YOUR TASK:
Return the following from the records below: each line, word for word, starting with the line that contains "Reviewer note: confirm each instance of the flowing" and going on through the line that contains "Target: dense tree canopy", with nothing outside that range.

>>>>>

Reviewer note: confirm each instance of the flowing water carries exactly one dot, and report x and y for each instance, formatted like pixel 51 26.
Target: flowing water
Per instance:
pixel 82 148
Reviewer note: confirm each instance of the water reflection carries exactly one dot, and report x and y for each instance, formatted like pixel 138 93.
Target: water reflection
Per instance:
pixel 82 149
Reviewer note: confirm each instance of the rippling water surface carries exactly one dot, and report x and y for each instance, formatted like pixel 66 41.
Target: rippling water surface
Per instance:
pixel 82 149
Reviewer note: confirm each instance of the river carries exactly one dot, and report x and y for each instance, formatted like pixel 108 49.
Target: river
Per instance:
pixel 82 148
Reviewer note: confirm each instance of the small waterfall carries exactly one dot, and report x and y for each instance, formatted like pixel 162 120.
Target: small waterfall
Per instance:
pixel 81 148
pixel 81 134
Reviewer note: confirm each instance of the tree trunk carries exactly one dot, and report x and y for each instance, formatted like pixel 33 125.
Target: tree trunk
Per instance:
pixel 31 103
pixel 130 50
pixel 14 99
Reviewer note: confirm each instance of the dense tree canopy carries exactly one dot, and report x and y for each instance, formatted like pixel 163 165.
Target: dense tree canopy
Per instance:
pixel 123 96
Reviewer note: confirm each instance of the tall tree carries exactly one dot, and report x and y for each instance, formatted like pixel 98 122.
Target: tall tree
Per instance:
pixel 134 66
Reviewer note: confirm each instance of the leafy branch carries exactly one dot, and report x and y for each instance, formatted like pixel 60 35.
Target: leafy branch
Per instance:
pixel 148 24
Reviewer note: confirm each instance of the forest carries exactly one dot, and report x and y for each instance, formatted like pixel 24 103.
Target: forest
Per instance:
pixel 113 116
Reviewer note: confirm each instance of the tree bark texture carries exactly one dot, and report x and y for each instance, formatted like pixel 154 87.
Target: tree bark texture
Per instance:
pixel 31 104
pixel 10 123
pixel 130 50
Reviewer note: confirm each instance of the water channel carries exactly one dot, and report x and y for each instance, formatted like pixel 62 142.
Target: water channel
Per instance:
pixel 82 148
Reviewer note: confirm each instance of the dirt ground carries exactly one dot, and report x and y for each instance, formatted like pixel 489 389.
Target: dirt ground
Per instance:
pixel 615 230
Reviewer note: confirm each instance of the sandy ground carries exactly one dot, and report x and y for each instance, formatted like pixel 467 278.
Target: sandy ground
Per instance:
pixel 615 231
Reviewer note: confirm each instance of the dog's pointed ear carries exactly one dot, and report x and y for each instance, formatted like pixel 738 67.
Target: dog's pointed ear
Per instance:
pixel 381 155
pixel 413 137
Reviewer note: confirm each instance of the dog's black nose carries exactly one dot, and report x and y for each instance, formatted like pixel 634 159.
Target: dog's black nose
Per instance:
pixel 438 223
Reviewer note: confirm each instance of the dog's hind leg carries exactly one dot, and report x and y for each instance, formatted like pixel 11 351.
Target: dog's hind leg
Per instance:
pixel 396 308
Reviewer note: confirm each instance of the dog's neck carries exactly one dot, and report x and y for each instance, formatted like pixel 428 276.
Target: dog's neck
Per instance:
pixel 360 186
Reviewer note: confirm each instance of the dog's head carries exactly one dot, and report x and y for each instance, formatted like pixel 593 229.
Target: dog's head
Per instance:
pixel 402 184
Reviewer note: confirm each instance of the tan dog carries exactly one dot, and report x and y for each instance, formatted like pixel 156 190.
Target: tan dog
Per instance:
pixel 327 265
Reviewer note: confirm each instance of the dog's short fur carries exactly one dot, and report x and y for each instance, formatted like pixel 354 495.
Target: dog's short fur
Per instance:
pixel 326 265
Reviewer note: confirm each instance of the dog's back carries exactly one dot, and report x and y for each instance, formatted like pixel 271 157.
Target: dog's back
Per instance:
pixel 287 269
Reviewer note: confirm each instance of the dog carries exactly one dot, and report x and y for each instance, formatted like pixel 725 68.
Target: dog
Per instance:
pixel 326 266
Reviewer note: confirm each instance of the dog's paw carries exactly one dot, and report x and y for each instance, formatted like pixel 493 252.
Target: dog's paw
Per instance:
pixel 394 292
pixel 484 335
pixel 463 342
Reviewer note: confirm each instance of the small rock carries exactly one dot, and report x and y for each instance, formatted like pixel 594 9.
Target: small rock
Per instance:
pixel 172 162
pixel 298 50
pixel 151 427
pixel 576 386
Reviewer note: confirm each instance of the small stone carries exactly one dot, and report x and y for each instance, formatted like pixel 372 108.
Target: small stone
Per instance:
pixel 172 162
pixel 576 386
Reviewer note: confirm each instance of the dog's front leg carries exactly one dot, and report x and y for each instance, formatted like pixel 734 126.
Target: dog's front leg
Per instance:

<<<<<
>>>>>

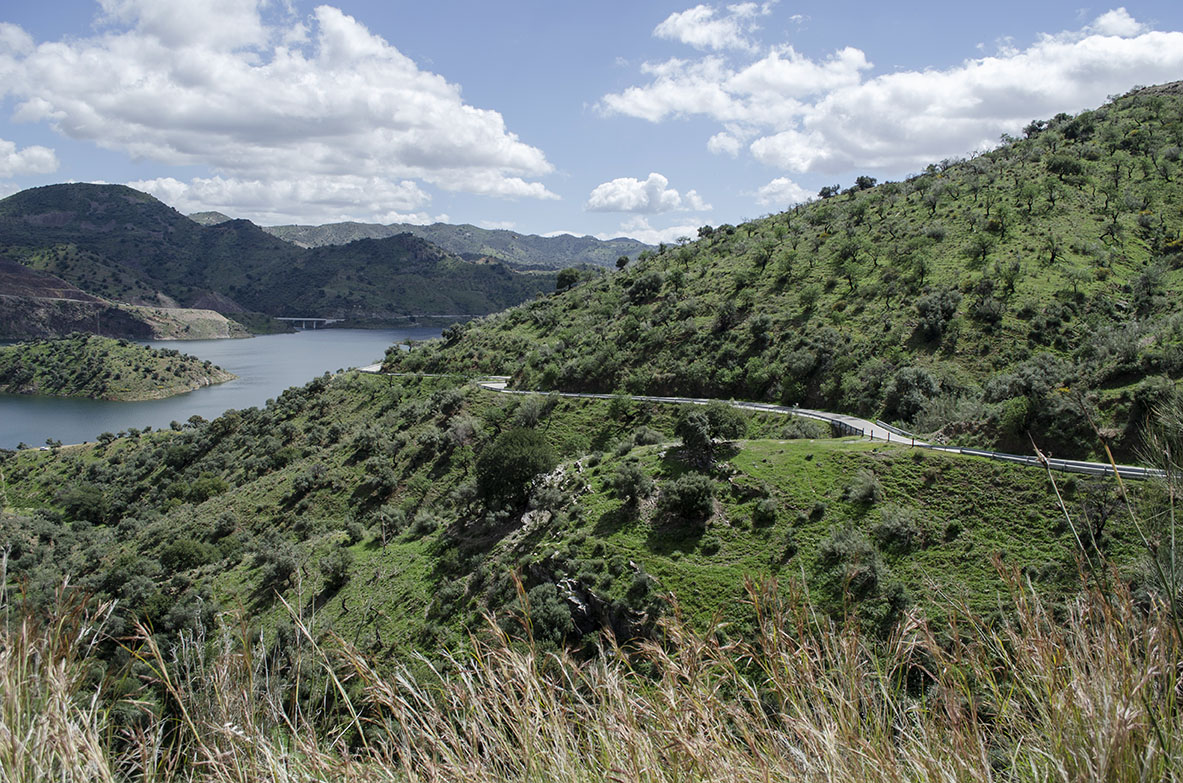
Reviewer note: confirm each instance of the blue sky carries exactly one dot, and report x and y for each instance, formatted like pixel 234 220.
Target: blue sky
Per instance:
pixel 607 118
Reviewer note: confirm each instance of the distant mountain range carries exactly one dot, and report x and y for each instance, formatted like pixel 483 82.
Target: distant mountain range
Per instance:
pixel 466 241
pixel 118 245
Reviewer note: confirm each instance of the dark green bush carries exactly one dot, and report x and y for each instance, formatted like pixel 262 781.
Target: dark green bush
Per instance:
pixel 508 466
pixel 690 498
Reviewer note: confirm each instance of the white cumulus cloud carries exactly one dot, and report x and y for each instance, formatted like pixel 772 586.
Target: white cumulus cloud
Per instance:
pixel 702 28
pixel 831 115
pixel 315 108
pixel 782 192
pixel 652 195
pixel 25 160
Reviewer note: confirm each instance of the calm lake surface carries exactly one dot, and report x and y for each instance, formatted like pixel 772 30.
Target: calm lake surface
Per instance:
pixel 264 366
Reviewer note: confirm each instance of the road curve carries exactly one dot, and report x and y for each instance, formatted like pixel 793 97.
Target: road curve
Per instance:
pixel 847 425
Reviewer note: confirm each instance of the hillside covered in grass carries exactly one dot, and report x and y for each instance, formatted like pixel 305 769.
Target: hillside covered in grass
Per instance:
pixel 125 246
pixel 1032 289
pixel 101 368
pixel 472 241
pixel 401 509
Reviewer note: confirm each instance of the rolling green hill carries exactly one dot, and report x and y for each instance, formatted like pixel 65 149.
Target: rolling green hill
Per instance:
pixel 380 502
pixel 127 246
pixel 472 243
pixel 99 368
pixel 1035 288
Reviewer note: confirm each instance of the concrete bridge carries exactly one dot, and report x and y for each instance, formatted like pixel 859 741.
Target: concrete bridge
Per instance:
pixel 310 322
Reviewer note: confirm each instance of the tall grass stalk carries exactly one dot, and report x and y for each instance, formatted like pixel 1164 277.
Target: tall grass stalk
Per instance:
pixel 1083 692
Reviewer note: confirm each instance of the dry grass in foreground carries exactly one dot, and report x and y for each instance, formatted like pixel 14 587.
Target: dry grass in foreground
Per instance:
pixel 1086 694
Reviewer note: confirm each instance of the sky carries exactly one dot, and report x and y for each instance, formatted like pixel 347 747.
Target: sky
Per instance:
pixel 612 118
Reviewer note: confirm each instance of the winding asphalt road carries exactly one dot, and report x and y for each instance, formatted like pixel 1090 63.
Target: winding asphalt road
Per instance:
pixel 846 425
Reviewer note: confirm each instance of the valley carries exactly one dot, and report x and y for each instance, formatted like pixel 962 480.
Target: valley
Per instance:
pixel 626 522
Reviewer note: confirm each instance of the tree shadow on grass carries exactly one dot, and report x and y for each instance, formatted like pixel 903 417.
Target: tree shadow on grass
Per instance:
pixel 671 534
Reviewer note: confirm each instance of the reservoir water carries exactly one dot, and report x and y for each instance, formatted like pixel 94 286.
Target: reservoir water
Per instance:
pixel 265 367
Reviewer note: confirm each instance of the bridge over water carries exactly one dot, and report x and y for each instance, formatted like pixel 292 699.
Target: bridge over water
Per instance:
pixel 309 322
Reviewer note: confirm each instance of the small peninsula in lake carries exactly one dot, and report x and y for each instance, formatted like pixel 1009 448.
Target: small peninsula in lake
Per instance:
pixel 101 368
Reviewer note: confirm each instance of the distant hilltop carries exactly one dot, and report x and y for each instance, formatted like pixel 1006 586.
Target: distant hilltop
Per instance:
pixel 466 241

<<<<<

EXERCISE RESULT:
Reviewer note: confirm each instance of the flowing water carries exactly one dot, and report x and y for each instance, formatted like pixel 51 26.
Target: flowing water
Per instance:
pixel 82 148
Reviewer note: confirm each instance of the water reflection carries exactly one dot, and report x and y for each instance, formatted like pixel 138 93.
Target: water reflection
Per instance:
pixel 82 149
Reviewer note: confirm each instance of the rippling water surface carries exactly one dot, and report x and y for each instance, formatted like pixel 66 41.
Target: rippling water surface
Per instance:
pixel 82 149
Reviewer note: confirm each instance of the river carries exactly one dot, and report x and y for each instance, formatted like pixel 108 49.
Target: river
Per instance:
pixel 82 148
Reviewer note: confirm each instance of the small waterfall carries exactly one dot, and report x and y for each instance, formatted like pixel 162 120.
Target: small waterfall
Per instance:
pixel 81 148
pixel 81 134
Reviewer note: confirm each instance of the tree trunk carries exactly one dot, and report x and y for each instance, formatted like pixel 33 125.
Target: tree trunk
Per instance:
pixel 31 103
pixel 130 50
pixel 14 99
Reviewer note: confirm each instance of the dense tree canopy carries exactly one dot, and report x and y for each instance, formatted like pixel 163 165.
Target: dense tree canopy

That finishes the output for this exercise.